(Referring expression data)

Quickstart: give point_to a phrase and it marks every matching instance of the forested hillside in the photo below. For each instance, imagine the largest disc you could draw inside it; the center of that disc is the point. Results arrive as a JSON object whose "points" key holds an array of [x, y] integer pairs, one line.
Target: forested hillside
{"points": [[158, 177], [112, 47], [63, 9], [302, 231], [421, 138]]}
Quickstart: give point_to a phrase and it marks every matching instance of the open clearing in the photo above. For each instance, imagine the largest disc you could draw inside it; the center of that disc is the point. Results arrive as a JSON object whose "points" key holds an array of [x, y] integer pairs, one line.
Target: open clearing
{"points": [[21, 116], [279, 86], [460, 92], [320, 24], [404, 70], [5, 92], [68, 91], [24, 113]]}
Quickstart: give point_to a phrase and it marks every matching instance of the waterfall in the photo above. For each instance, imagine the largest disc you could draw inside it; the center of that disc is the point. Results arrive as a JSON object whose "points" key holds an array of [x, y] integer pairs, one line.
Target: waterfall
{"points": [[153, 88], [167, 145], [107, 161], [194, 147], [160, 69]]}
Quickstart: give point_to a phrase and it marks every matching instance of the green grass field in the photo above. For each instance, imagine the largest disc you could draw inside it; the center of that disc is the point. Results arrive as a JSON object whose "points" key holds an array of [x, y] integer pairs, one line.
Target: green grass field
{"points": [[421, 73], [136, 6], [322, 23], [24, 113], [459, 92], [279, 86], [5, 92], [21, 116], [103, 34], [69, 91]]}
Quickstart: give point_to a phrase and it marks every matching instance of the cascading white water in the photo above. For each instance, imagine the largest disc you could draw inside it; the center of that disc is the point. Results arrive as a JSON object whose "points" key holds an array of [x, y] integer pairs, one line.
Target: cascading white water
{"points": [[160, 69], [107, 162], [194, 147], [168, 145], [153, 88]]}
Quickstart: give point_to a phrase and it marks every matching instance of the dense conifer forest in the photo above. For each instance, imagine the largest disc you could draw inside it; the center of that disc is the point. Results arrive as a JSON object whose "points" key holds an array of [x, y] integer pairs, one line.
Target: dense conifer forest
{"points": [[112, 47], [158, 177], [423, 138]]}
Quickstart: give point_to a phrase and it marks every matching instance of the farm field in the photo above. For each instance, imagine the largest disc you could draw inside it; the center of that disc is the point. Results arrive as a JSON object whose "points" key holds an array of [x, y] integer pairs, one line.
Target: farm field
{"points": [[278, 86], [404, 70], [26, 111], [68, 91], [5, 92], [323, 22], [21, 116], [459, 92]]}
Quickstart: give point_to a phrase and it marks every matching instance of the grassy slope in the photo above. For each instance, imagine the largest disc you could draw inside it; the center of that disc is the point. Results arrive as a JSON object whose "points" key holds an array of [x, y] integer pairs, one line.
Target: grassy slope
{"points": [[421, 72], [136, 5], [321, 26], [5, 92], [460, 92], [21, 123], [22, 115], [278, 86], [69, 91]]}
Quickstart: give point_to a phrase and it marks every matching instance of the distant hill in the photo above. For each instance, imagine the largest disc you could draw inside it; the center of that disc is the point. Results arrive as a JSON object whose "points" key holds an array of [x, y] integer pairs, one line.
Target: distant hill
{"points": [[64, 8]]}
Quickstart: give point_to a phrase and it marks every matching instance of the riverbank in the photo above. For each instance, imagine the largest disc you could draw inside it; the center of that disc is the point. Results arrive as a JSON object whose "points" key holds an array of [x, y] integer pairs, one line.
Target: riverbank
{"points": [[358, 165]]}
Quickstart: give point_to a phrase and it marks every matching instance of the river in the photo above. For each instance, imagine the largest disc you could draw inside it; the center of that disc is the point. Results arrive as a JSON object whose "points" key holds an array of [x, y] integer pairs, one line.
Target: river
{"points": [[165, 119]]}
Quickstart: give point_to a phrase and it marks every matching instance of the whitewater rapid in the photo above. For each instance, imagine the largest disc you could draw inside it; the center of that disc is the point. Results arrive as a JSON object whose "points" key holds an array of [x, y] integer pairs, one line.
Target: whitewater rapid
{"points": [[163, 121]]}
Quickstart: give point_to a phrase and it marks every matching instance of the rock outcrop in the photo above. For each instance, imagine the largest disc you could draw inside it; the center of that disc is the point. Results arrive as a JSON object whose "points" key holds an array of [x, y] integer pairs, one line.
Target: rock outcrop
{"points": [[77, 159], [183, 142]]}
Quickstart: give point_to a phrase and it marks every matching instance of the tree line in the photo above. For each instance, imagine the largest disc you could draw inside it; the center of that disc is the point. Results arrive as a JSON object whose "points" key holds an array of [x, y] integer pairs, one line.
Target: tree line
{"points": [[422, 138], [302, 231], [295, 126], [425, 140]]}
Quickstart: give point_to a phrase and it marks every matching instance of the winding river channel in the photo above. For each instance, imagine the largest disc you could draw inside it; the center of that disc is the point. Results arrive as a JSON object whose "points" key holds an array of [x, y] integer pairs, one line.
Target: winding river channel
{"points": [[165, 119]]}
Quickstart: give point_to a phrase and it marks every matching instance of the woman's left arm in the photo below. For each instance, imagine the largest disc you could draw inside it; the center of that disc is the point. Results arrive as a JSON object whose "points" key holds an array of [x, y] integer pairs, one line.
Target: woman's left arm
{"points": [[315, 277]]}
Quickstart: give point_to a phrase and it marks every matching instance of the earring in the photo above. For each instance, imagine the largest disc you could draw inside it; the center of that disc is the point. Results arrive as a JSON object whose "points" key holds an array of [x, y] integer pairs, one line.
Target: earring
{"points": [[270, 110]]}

DESCRIPTION OF THE TASK:
Could you print every record above exactly as it appears?

REPLY:
Quickstart: give point_to a phrase and it marks every matching instance of the forested hillside in the photo below. For each instance, imagine the largest disc you could draw inside it; the center of that disc is the point. Results arrive as a JSON object whose "points" key holds an array of [x, y] integer pairs, one line.
Target: forested hillside
{"points": [[158, 177], [112, 47], [63, 9], [302, 231], [421, 138]]}
Quickstart: give point_to a phrase and it marks every matching instance of the open clearing in the photo above. For each instance, imagine the largest disc you could draw inside it; the center of that disc is the point. Results arrive as a JSON object whose "points" key holds an array of [x, y] integer pairs, one line.
Target: open clearing
{"points": [[21, 116], [279, 86], [460, 92], [320, 24], [404, 70], [5, 92], [68, 91], [24, 113]]}
Quickstart: give point_to a phrase and it marks every matching instance of the waterfall in the photo above. For each instance, imagine the largest disc you could draw inside it; the center of that disc is the point. Results arrive as a JSON object whose "points" key holds an array of [x, y] integer pairs, one line.
Target: waterfall
{"points": [[153, 88], [167, 145], [107, 161], [194, 147], [160, 69]]}
Quickstart: give point_to a phrase and it marks every matching instance of the green grass field in the photo above. For each instance, imagine the largest disc you could draw inside it; the center of that disc is the point. Results arrive as a JSON object whose "points" key holds an array of [x, y] integer pairs, one line.
Target: green grass field
{"points": [[421, 73], [136, 6], [322, 23], [24, 113], [459, 92], [279, 86], [5, 92], [21, 116], [103, 34], [69, 91]]}
Quickstart: give point_to a phrase and it marks every matching instance of the cascading white water in the photo above. For each instance, imagine the largest disc you could draw inside it; the center of that disc is the point. Results arrive as a JSON object whose "points" key holds an array of [x, y] integer pairs, one line.
Target: cascading white water
{"points": [[160, 69], [107, 162], [194, 147], [168, 145], [153, 88]]}
Quickstart: give point_to a phrase and it marks every matching instance of the dense conifer forest in the photo above. For each instance, imagine the largest disc you could draw inside it; the center of that disc is the point. Results arrive as a JSON object whose "points" key holds an array of [x, y] integer pairs, one line.
Target: dense conifer forest
{"points": [[112, 47], [158, 177], [423, 138]]}
Quickstart: give point_to a phrase and it marks every matching instance of the farm field in the photo above. For each instance, imagine the largest disc you could draw inside it; the center of that disc is the point. Results arrive as a JSON object whose "points" key holds an array of [x, y] integer pairs, one line.
Target: farm field
{"points": [[278, 86], [404, 70], [26, 111], [68, 91], [5, 92], [323, 22], [21, 116], [459, 92]]}
Quickstart: give point_to a phrase and it marks every matching instance of the grassy slope in the photo above. For each instance, imagine the largest disc you could draw inside it; the center of that disc is the point. Results arrive as a JSON object whose "points" key holds an array of [x, y] integer pairs, one line.
Target: grassy slope
{"points": [[421, 72], [136, 5], [321, 26], [5, 92], [460, 92], [21, 123], [22, 115], [278, 86], [69, 91]]}
Quickstart: give point_to a phrase and it marks every matching instance of the distant hill in the photo above. For each instance, imagine the largest disc you could draw inside it; the center of that disc is the point. Results arrive as a JSON object whose "points" key holds an array of [x, y] integer pairs, one line.
Target: distant hill
{"points": [[64, 8]]}
Quickstart: give point_to a phrase and it marks every matching instance of the riverbank in the photo above. For each instance, imagine the largest disc you could draw inside it; the center of that disc is the point. Results arrive as a JSON object whose "points" key holds an array of [x, y] integer pairs, one line.
Target: riverbank
{"points": [[358, 165]]}
Quickstart: give point_to a phrase and it marks every matching instance of the river in the photo above. For each instance, imagine the largest disc you could draw inside it; the center of that disc is the point. Results arrive as a JSON object whose "points" key holds an array of [x, y] integer pairs, one line.
Target: river
{"points": [[165, 119]]}
Quickstart: give point_to a phrase and it marks every matching instance of the whitewater rapid in the photo above. For each instance, imagine the largest disc you could draw inside it; the center of that disc is the point. Results arrive as a JSON object whose "points" key holds an array of [x, y] integer pairs, one line.
Target: whitewater rapid
{"points": [[163, 121]]}
Quickstart: give point_to a phrase and it marks every matching instance of the rock outcrop in the photo above. For each instance, imagine the largest disc you could draw inside it; the center of that disc is the point. Results arrive as a JSON object whose "points" key holds an array of [x, y] integer pairs, one line.
Target: rock outcrop
{"points": [[77, 159], [183, 142]]}
Quickstart: give point_to a phrase and it marks every matching instance of the tree line in the photo above. For each instance, imagine the largest disc you could draw inside it; the center of that disc is the point. Results arrive as a JSON object whose "points" key holds an array of [x, y] integer pairs, one line.
Target: tree line
{"points": [[422, 138], [302, 231], [295, 126], [425, 140]]}
Quickstart: give point_to a phrase and it marks every matching instance of the winding river channel in the photo above. For each instance, imagine the largest disc you could draw inside it; the center of that disc is the point. Results arrive as a JSON object whose "points" key holds an array of [x, y] integer pairs, one line.
Target: winding river channel
{"points": [[165, 119]]}
Quickstart: give point_to a phrase and it marks every matching instance of the woman's left arm in the photo below. For each instance, imagine the largest disc you could draw inside it; the center of that disc is the point. Results arrive as a JSON object whose "points" key holds an array of [x, y] integer pairs, one line.
Target: woman's left arm
{"points": [[315, 277]]}
Quickstart: give point_to a phrase and it marks every matching instance of the earring in the photo above. For each instance, imagine the largest disc you could draw inside it; the center of that disc is the point. Results arrive as a JSON object whose "points" key holds an array of [x, y] integer pairs, one line.
Target: earring
{"points": [[270, 110]]}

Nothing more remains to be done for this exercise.